======== GIVEN DATA ========

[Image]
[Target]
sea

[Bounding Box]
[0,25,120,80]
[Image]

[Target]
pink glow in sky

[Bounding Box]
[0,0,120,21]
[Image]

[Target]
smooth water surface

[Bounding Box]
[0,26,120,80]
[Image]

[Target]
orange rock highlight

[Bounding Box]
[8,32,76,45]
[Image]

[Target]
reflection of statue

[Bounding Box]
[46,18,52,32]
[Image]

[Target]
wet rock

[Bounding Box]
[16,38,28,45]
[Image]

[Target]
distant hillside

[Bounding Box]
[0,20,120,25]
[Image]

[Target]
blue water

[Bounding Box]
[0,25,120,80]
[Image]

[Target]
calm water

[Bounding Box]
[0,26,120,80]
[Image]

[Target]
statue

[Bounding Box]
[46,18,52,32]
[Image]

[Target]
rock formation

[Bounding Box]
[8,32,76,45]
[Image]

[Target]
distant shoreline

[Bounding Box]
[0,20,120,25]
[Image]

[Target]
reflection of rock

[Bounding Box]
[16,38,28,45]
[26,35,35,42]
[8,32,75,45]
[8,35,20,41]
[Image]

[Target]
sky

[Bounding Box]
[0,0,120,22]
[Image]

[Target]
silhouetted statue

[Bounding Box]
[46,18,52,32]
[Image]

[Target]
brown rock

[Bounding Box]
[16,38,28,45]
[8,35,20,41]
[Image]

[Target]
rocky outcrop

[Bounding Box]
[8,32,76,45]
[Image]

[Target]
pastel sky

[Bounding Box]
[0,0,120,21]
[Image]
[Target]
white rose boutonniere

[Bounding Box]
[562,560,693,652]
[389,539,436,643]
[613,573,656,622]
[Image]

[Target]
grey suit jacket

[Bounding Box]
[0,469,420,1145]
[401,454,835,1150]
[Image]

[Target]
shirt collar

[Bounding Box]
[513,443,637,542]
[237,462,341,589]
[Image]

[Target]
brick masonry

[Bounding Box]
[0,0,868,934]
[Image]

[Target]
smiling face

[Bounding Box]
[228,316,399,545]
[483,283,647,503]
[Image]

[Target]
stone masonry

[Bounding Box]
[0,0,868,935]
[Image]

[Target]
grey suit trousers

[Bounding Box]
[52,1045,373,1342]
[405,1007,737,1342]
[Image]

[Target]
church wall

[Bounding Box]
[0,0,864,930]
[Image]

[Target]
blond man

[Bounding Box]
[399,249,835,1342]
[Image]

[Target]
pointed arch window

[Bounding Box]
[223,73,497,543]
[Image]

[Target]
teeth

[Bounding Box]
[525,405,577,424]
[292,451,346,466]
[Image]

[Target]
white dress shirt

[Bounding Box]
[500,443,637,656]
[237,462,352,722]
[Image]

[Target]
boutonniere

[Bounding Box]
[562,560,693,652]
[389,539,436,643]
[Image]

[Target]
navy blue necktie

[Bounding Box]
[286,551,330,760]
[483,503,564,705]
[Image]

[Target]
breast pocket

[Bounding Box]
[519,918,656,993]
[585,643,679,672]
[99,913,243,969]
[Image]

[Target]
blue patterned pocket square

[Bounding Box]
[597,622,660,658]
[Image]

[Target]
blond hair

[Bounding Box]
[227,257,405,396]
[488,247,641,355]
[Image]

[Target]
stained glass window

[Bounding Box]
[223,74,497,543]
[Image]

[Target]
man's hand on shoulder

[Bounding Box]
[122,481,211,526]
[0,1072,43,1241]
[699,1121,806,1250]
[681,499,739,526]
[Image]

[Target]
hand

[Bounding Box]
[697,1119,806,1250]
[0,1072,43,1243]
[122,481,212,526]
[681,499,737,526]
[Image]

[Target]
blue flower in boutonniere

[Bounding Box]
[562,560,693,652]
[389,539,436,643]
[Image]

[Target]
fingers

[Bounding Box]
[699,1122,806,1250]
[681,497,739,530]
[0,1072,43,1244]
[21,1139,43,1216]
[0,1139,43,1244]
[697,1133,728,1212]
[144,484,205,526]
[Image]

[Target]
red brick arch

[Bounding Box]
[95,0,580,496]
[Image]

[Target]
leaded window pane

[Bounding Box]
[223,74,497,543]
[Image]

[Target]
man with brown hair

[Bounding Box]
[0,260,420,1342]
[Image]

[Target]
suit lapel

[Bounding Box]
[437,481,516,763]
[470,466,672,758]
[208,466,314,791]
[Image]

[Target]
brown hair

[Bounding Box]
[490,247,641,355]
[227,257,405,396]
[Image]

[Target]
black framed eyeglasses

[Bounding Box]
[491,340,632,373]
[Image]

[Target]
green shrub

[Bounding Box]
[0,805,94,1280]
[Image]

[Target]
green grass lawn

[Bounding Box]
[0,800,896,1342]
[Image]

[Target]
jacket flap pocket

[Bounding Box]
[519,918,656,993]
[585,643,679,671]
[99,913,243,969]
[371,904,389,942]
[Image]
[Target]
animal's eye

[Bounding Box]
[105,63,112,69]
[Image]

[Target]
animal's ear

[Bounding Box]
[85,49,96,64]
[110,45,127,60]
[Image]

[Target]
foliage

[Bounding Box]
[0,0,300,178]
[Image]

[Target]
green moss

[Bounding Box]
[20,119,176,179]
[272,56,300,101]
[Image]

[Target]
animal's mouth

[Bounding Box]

========

### DIRECTIONS
Pull out every line from the lines above that contains the word "pocket", and copy each one as it appears.

### FINISHED TASK
breast pocket
blue patterned pocket square
jacket flap pocket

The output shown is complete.